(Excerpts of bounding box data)
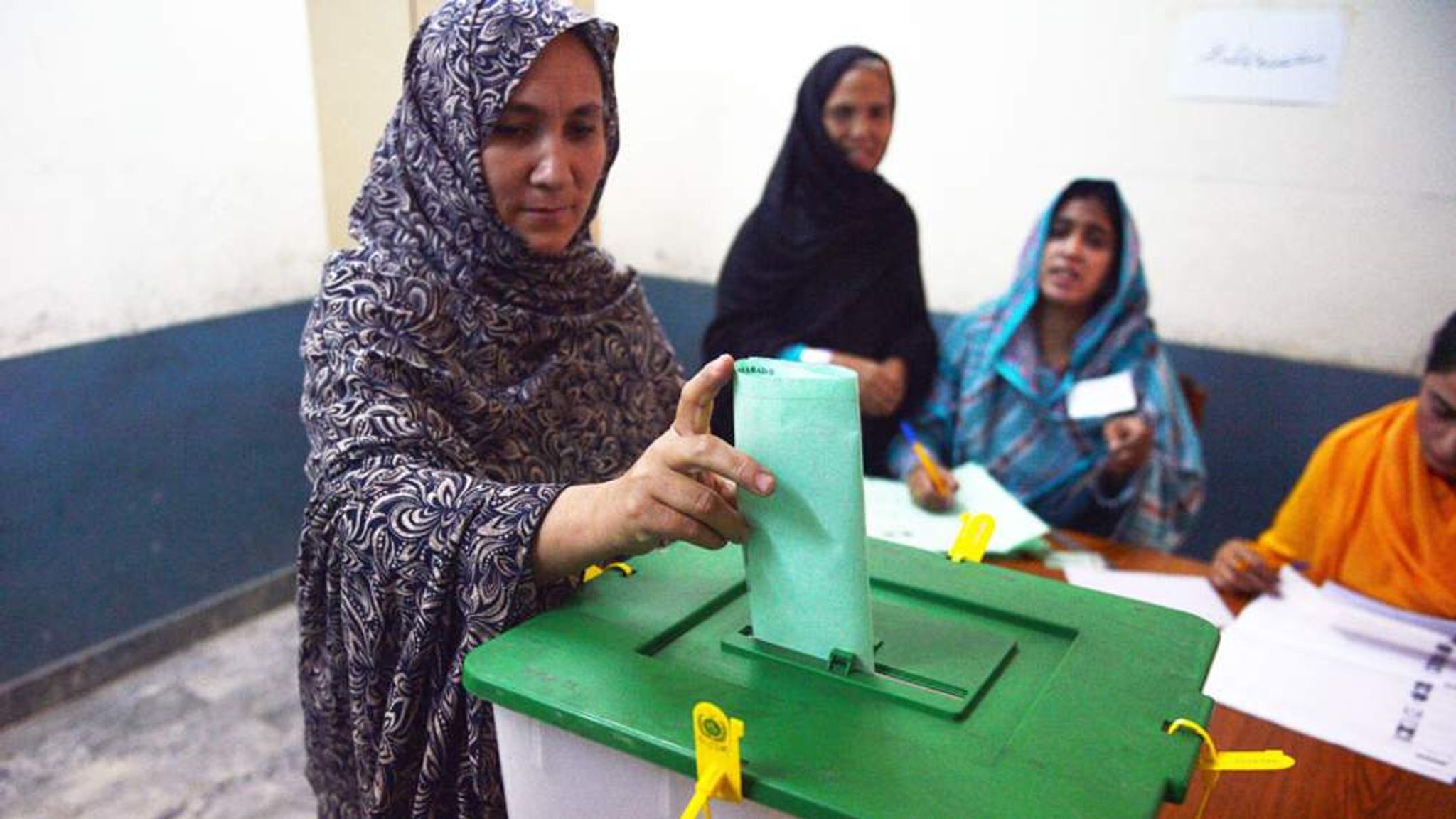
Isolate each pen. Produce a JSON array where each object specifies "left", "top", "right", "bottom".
[{"left": 900, "top": 421, "right": 951, "bottom": 497}]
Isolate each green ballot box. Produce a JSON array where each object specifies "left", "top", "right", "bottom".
[{"left": 464, "top": 540, "right": 1219, "bottom": 819}]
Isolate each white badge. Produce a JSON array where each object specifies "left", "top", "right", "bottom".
[{"left": 1067, "top": 370, "right": 1137, "bottom": 419}]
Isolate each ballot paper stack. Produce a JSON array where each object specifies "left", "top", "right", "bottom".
[{"left": 1204, "top": 567, "right": 1456, "bottom": 783}]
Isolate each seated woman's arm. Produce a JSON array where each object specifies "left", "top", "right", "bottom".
[{"left": 1091, "top": 350, "right": 1207, "bottom": 551}]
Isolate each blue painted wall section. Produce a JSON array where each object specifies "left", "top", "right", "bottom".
[
  {"left": 0, "top": 277, "right": 1415, "bottom": 682},
  {"left": 0, "top": 304, "right": 307, "bottom": 680}
]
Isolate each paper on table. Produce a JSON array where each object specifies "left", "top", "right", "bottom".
[
  {"left": 1063, "top": 565, "right": 1233, "bottom": 628},
  {"left": 734, "top": 358, "right": 874, "bottom": 669},
  {"left": 1204, "top": 567, "right": 1456, "bottom": 783},
  {"left": 1067, "top": 370, "right": 1137, "bottom": 418},
  {"left": 865, "top": 464, "right": 1051, "bottom": 554}
]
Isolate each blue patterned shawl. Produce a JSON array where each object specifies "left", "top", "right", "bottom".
[
  {"left": 299, "top": 0, "right": 680, "bottom": 818},
  {"left": 891, "top": 178, "right": 1204, "bottom": 551}
]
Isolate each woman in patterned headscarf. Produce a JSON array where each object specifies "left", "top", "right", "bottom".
[
  {"left": 889, "top": 179, "right": 1204, "bottom": 551},
  {"left": 703, "top": 46, "right": 935, "bottom": 475},
  {"left": 299, "top": 0, "right": 773, "bottom": 818}
]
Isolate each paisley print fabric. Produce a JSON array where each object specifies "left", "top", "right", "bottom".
[{"left": 299, "top": 0, "right": 681, "bottom": 818}]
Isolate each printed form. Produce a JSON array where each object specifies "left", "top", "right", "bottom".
[{"left": 1204, "top": 567, "right": 1456, "bottom": 784}]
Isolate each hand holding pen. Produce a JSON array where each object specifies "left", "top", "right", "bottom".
[
  {"left": 1209, "top": 537, "right": 1278, "bottom": 594},
  {"left": 1102, "top": 414, "right": 1153, "bottom": 479},
  {"left": 900, "top": 421, "right": 961, "bottom": 511}
]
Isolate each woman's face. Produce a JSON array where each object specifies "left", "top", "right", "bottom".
[
  {"left": 481, "top": 33, "right": 607, "bottom": 255},
  {"left": 1415, "top": 372, "right": 1456, "bottom": 481},
  {"left": 824, "top": 63, "right": 896, "bottom": 171},
  {"left": 1037, "top": 198, "right": 1117, "bottom": 311}
]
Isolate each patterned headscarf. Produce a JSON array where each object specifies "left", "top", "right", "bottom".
[
  {"left": 350, "top": 0, "right": 626, "bottom": 312},
  {"left": 303, "top": 0, "right": 675, "bottom": 481},
  {"left": 891, "top": 181, "right": 1204, "bottom": 551},
  {"left": 299, "top": 0, "right": 680, "bottom": 819}
]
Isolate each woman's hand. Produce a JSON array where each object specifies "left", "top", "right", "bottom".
[
  {"left": 1209, "top": 539, "right": 1278, "bottom": 594},
  {"left": 1102, "top": 414, "right": 1153, "bottom": 475},
  {"left": 830, "top": 350, "right": 909, "bottom": 418},
  {"left": 906, "top": 464, "right": 961, "bottom": 511},
  {"left": 536, "top": 355, "right": 775, "bottom": 580}
]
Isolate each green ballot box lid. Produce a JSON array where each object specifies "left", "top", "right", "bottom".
[{"left": 464, "top": 540, "right": 1219, "bottom": 819}]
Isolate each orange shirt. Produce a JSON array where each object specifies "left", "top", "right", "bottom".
[{"left": 1256, "top": 398, "right": 1456, "bottom": 618}]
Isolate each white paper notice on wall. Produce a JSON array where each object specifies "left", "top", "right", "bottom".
[{"left": 1169, "top": 9, "right": 1345, "bottom": 105}]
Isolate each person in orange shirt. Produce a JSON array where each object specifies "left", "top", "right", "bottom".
[{"left": 1211, "top": 314, "right": 1456, "bottom": 618}]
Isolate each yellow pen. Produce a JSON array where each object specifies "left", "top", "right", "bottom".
[{"left": 900, "top": 421, "right": 951, "bottom": 497}]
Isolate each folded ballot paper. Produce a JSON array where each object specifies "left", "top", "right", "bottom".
[
  {"left": 865, "top": 464, "right": 1051, "bottom": 555},
  {"left": 732, "top": 358, "right": 874, "bottom": 669}
]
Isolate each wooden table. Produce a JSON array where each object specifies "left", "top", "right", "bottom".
[{"left": 996, "top": 533, "right": 1456, "bottom": 819}]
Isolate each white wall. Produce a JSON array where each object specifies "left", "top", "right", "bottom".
[
  {"left": 0, "top": 0, "right": 326, "bottom": 357},
  {"left": 597, "top": 0, "right": 1456, "bottom": 372}
]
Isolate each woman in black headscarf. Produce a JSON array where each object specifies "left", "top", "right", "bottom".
[
  {"left": 703, "top": 47, "right": 936, "bottom": 475},
  {"left": 299, "top": 0, "right": 773, "bottom": 819}
]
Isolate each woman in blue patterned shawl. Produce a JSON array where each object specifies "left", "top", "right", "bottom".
[
  {"left": 891, "top": 179, "right": 1204, "bottom": 551},
  {"left": 299, "top": 0, "right": 773, "bottom": 818}
]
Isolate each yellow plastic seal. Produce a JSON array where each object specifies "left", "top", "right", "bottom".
[
  {"left": 581, "top": 562, "right": 636, "bottom": 583},
  {"left": 680, "top": 702, "right": 742, "bottom": 819},
  {"left": 1166, "top": 719, "right": 1295, "bottom": 819},
  {"left": 946, "top": 511, "right": 996, "bottom": 562},
  {"left": 1167, "top": 719, "right": 1295, "bottom": 771}
]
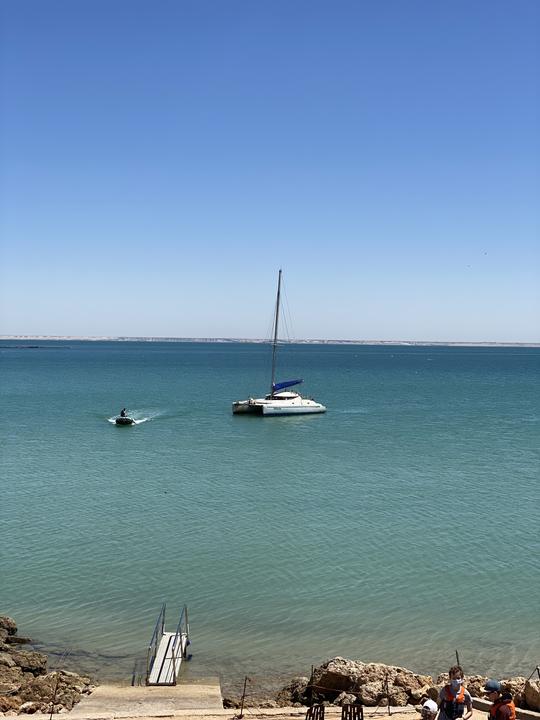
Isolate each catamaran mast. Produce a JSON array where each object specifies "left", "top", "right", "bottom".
[{"left": 270, "top": 268, "right": 281, "bottom": 395}]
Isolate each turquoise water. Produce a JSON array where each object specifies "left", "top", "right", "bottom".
[{"left": 0, "top": 342, "right": 540, "bottom": 688}]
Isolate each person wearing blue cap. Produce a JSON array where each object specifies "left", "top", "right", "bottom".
[
  {"left": 484, "top": 680, "right": 516, "bottom": 720},
  {"left": 439, "top": 665, "right": 472, "bottom": 720}
]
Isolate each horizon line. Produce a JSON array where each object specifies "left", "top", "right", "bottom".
[{"left": 0, "top": 334, "right": 540, "bottom": 347}]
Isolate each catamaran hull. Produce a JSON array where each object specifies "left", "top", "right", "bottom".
[
  {"left": 115, "top": 417, "right": 135, "bottom": 425},
  {"left": 262, "top": 405, "right": 326, "bottom": 416},
  {"left": 232, "top": 399, "right": 326, "bottom": 417}
]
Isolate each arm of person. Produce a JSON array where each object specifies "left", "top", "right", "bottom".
[{"left": 462, "top": 690, "right": 472, "bottom": 720}]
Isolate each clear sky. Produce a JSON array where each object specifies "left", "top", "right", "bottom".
[{"left": 0, "top": 0, "right": 540, "bottom": 342}]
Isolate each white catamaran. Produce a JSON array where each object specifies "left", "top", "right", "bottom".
[{"left": 232, "top": 270, "right": 326, "bottom": 415}]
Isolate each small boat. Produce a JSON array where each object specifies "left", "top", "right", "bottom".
[
  {"left": 114, "top": 408, "right": 135, "bottom": 425},
  {"left": 114, "top": 415, "right": 135, "bottom": 425},
  {"left": 232, "top": 270, "right": 326, "bottom": 416}
]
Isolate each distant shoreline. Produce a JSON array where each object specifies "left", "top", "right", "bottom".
[{"left": 0, "top": 335, "right": 540, "bottom": 348}]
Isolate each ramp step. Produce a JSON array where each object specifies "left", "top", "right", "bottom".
[{"left": 148, "top": 632, "right": 187, "bottom": 685}]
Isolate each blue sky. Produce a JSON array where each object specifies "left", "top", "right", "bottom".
[{"left": 0, "top": 0, "right": 540, "bottom": 342}]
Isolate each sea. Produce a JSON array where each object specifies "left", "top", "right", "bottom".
[{"left": 0, "top": 340, "right": 540, "bottom": 685}]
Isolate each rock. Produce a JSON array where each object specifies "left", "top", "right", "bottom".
[
  {"left": 0, "top": 651, "right": 16, "bottom": 667},
  {"left": 388, "top": 685, "right": 409, "bottom": 707},
  {"left": 7, "top": 650, "right": 47, "bottom": 675},
  {"left": 409, "top": 685, "right": 437, "bottom": 705},
  {"left": 333, "top": 692, "right": 356, "bottom": 706},
  {"left": 0, "top": 615, "right": 17, "bottom": 635},
  {"left": 523, "top": 679, "right": 540, "bottom": 712},
  {"left": 6, "top": 635, "right": 32, "bottom": 645},
  {"left": 18, "top": 702, "right": 41, "bottom": 715},
  {"left": 0, "top": 695, "right": 20, "bottom": 713},
  {"left": 313, "top": 657, "right": 437, "bottom": 706},
  {"left": 358, "top": 680, "right": 388, "bottom": 707},
  {"left": 0, "top": 665, "right": 23, "bottom": 695}
]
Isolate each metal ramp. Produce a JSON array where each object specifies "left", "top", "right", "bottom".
[{"left": 146, "top": 603, "right": 190, "bottom": 685}]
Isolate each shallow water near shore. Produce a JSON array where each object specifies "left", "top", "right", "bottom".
[{"left": 0, "top": 341, "right": 540, "bottom": 680}]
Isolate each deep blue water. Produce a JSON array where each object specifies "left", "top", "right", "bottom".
[{"left": 0, "top": 341, "right": 540, "bottom": 688}]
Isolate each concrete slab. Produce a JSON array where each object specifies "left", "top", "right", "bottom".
[{"left": 62, "top": 680, "right": 223, "bottom": 720}]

* [Stated problem]: Starting with the line containing "Isolate each shallow" and going through the end of the rows, output those rows as a two-column CSV with the columns text and answer. Give one CSV line per row, with each value in double quotes and any line breaks inside it replaced by spaces.

* [Result of the task]:
text,answer
"Isolate each shallow water near shore. Produce a JSON array where each object specifies ""left"", ""top"", ""right"", ""bottom"".","[{""left"": 0, ""top"": 341, ""right"": 540, ""bottom"": 680}]"
"Isolate each deep blue water. Produce a JSON array where each object specifies ""left"", ""top"", ""right"", ""bottom"".","[{""left"": 0, ""top"": 341, ""right"": 540, ""bottom"": 688}]"
"Isolate each concrete slab. Produce a JSON array where each object specifies ""left"", ""top"", ""right"", ""bottom"".","[{""left"": 62, ""top"": 680, ""right"": 223, ""bottom"": 720}]"